#### Problem
Each word in the data below should be copied exactly; the images should not.

#### Stored data
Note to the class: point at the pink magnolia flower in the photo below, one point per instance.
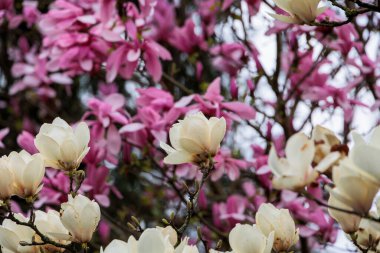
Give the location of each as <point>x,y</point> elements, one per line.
<point>212,103</point>
<point>125,58</point>
<point>109,110</point>
<point>187,38</point>
<point>224,163</point>
<point>3,133</point>
<point>317,222</point>
<point>96,186</point>
<point>162,22</point>
<point>30,12</point>
<point>155,98</point>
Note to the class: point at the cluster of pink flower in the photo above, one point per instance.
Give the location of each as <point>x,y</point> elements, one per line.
<point>112,42</point>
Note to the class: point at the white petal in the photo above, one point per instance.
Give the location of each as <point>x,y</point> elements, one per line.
<point>82,134</point>
<point>69,152</point>
<point>178,157</point>
<point>217,132</point>
<point>191,146</point>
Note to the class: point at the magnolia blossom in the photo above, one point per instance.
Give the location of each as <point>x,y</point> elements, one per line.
<point>368,234</point>
<point>194,139</point>
<point>12,234</point>
<point>353,186</point>
<point>80,216</point>
<point>294,172</point>
<point>300,11</point>
<point>325,141</point>
<point>28,171</point>
<point>63,147</point>
<point>160,240</point>
<point>269,219</point>
<point>249,239</point>
<point>6,179</point>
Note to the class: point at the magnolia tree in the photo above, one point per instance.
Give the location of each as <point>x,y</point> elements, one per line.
<point>189,126</point>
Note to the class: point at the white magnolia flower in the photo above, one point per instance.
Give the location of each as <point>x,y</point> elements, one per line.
<point>159,240</point>
<point>194,139</point>
<point>12,234</point>
<point>117,246</point>
<point>366,155</point>
<point>353,186</point>
<point>28,171</point>
<point>368,234</point>
<point>62,147</point>
<point>348,222</point>
<point>249,239</point>
<point>325,140</point>
<point>153,240</point>
<point>6,179</point>
<point>294,172</point>
<point>270,219</point>
<point>80,216</point>
<point>300,11</point>
<point>190,249</point>
<point>50,225</point>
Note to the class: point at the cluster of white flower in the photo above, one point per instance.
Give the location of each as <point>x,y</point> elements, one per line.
<point>356,178</point>
<point>61,147</point>
<point>194,139</point>
<point>306,158</point>
<point>357,181</point>
<point>275,229</point>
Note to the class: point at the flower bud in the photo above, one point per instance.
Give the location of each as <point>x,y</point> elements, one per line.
<point>61,146</point>
<point>28,171</point>
<point>300,11</point>
<point>80,216</point>
<point>12,234</point>
<point>194,139</point>
<point>348,222</point>
<point>269,219</point>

#### Solved exercise
Note to the class: point at the pink magnolia flower in the photo below, one point per instance.
Give the location of each as <point>x,y</point> elements, one per line.
<point>212,103</point>
<point>125,58</point>
<point>109,110</point>
<point>187,38</point>
<point>224,163</point>
<point>3,133</point>
<point>317,222</point>
<point>96,186</point>
<point>162,22</point>
<point>30,12</point>
<point>155,98</point>
Note to the class: point at the cluster of pink flower in the photo above, one point per instance.
Give the location of each as <point>x,y</point> elements, one per line.
<point>112,42</point>
Note to the class: point at the white petal in the photo above, one point per instance.
Give the location of each as <point>x,y</point> elements, one per line.
<point>82,134</point>
<point>69,152</point>
<point>178,157</point>
<point>217,132</point>
<point>191,146</point>
Note to the class: point at the magnolia blossom in the photo above, one point per instance.
Give the location of each as <point>x,y</point> elements, one per line.
<point>368,234</point>
<point>194,139</point>
<point>12,234</point>
<point>353,186</point>
<point>80,216</point>
<point>294,172</point>
<point>300,11</point>
<point>325,141</point>
<point>28,171</point>
<point>63,147</point>
<point>160,240</point>
<point>269,219</point>
<point>249,239</point>
<point>6,179</point>
Note to the class: point at the magnolia tree in the photo above, one point per instance.
Give the location of each as <point>x,y</point> elements, one per line.
<point>189,126</point>
Note to the class: point at the white magnolia flower in the photo above, one point per instance.
Give the location of each as <point>x,y</point> elements, one per line.
<point>159,240</point>
<point>194,139</point>
<point>12,234</point>
<point>117,246</point>
<point>366,155</point>
<point>353,186</point>
<point>28,171</point>
<point>368,234</point>
<point>62,147</point>
<point>348,222</point>
<point>249,239</point>
<point>325,140</point>
<point>153,240</point>
<point>6,179</point>
<point>294,172</point>
<point>270,219</point>
<point>80,216</point>
<point>300,11</point>
<point>190,249</point>
<point>50,225</point>
Note to the class: point at the cluster of white flower in the photo above, one point per instance.
Give the location of each as <point>x,y</point> elements, one per line.
<point>356,178</point>
<point>61,147</point>
<point>194,139</point>
<point>306,158</point>
<point>357,181</point>
<point>275,229</point>
Note to the class: point at the flower bud in the photo above, one point per instance.
Give the location of each as <point>x,y</point> elements, one per line.
<point>61,146</point>
<point>28,171</point>
<point>300,11</point>
<point>80,216</point>
<point>12,234</point>
<point>194,139</point>
<point>348,222</point>
<point>269,219</point>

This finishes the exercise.